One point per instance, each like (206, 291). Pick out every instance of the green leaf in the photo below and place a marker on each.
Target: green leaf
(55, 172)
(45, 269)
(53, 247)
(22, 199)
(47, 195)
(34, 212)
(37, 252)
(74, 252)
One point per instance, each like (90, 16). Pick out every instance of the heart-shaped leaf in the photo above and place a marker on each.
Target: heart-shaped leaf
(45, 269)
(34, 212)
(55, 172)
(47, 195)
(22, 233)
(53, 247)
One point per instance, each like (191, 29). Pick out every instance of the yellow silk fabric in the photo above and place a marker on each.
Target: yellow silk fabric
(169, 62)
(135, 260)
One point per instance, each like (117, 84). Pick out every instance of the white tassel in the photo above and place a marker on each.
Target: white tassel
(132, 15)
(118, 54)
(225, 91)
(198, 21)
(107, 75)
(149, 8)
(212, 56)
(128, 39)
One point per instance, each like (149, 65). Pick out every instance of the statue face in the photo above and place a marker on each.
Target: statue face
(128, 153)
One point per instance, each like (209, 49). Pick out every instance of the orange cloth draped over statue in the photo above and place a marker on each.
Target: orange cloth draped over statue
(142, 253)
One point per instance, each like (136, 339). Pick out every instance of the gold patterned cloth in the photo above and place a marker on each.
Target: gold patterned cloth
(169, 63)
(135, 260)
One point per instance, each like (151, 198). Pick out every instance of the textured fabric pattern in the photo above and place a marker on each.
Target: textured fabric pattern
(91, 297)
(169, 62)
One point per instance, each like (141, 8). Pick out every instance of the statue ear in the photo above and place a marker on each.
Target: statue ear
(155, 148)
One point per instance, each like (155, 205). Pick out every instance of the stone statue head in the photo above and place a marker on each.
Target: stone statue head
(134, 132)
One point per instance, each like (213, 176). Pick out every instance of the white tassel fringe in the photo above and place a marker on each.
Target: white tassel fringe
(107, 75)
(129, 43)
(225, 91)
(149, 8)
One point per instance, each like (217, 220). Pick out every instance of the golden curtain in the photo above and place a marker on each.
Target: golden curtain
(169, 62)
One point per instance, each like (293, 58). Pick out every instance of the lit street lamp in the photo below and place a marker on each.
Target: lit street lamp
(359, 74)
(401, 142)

WORK ORDER: Both end lines included, restate word for word the lines above from the line with "Target: yellow silk fabric" to the line with "One point per instance, each like (209, 49).", and nothing else.

TASK SOLUTION:
Target: yellow silk fabric
(169, 62)
(135, 260)
One point per instance, each like (117, 84). Pick out every instance of the white tassel in the photo above and place a marker on each.
Target: white tassel
(132, 15)
(118, 54)
(225, 91)
(198, 21)
(107, 75)
(149, 8)
(212, 56)
(128, 39)
One point per instance, each like (149, 65). Pick out every instance of the statue face in the photo above and place a marker on each.
Target: statue face
(128, 153)
One point per instance, each like (209, 49). Pick out every instance of the orange cloth draped over statue in the photo above and place a marker on each.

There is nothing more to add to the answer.